WRITTEN EXERCISE: Will you give every entry again exactly as it stands?

A run of records:
— start —

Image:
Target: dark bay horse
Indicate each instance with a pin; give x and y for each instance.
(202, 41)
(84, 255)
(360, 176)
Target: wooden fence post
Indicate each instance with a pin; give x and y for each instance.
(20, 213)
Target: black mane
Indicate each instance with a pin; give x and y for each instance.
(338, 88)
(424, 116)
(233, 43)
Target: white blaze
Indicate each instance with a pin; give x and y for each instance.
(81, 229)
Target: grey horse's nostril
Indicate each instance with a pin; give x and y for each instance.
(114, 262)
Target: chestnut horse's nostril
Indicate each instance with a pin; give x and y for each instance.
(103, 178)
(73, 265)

— end —

ANSWER TO THIS PROBLEM:
Image:
Target: dark bay horse
Indicate each instance with a pin; give x and y for each instance.
(202, 41)
(84, 255)
(360, 176)
Target: wooden fence post
Indicate each instance with a pin; give x and y for each instance.
(20, 213)
Target: black mane
Indicate each instance with a pin; give x and y for each instance.
(338, 88)
(424, 116)
(233, 43)
Target: white blaze
Indicate each instance with a pin; give x and y for each instance.
(81, 229)
Target: grey horse's nostril
Indicate each instance with a pin; give x and y for each instance.
(114, 262)
Target: chestnut horse's nostril
Indicate each instance with a pin; give x and y for each instance.
(103, 178)
(73, 265)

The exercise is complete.